**Your instructions**
Retype every record exactly. Skip the images.

═══ Available records ═══

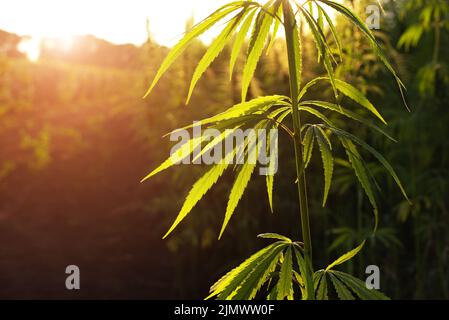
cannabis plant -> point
(284, 269)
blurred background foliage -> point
(76, 138)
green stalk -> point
(295, 80)
(436, 51)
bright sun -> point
(118, 21)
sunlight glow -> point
(117, 21)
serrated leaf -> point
(240, 184)
(355, 95)
(359, 287)
(322, 47)
(356, 162)
(376, 154)
(332, 28)
(353, 18)
(277, 23)
(235, 283)
(309, 139)
(347, 256)
(274, 236)
(269, 178)
(342, 291)
(347, 113)
(254, 281)
(328, 160)
(183, 152)
(214, 50)
(322, 288)
(239, 39)
(199, 189)
(259, 36)
(198, 30)
(305, 271)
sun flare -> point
(117, 21)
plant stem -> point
(436, 51)
(295, 65)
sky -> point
(118, 21)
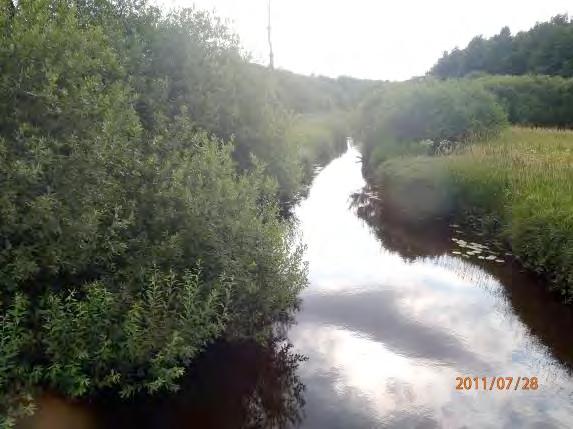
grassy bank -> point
(517, 186)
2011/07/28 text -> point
(497, 383)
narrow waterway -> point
(392, 316)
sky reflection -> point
(386, 335)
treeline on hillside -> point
(440, 148)
(399, 118)
(141, 161)
(545, 49)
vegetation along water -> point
(157, 223)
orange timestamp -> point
(497, 383)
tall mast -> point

═══

**Result of the exercise**
cannabis plant -> point
(284, 269)
blurred background foliage -> point
(76, 138)
green stalk -> point
(295, 80)
(436, 51)
bright sun -> point
(118, 21)
sunlight glow -> point
(117, 21)
serrated leaf -> point
(240, 184)
(355, 95)
(359, 287)
(322, 47)
(356, 162)
(376, 154)
(332, 28)
(353, 18)
(277, 23)
(235, 283)
(309, 139)
(347, 256)
(274, 236)
(269, 178)
(342, 291)
(347, 113)
(254, 281)
(328, 160)
(183, 152)
(214, 50)
(322, 288)
(239, 39)
(199, 189)
(259, 36)
(198, 30)
(305, 271)
sun flare -> point
(117, 21)
plant stem -> point
(436, 51)
(295, 65)
sky -> point
(118, 21)
grassy bank -> point
(517, 186)
2011/07/28 text -> point
(497, 383)
narrow waterway -> point
(392, 316)
sky reflection -> point
(386, 335)
treeline on hillside -> point
(440, 148)
(399, 118)
(141, 161)
(545, 49)
vegetation along water -> point
(157, 223)
orange timestamp -> point
(497, 383)
tall mast -> point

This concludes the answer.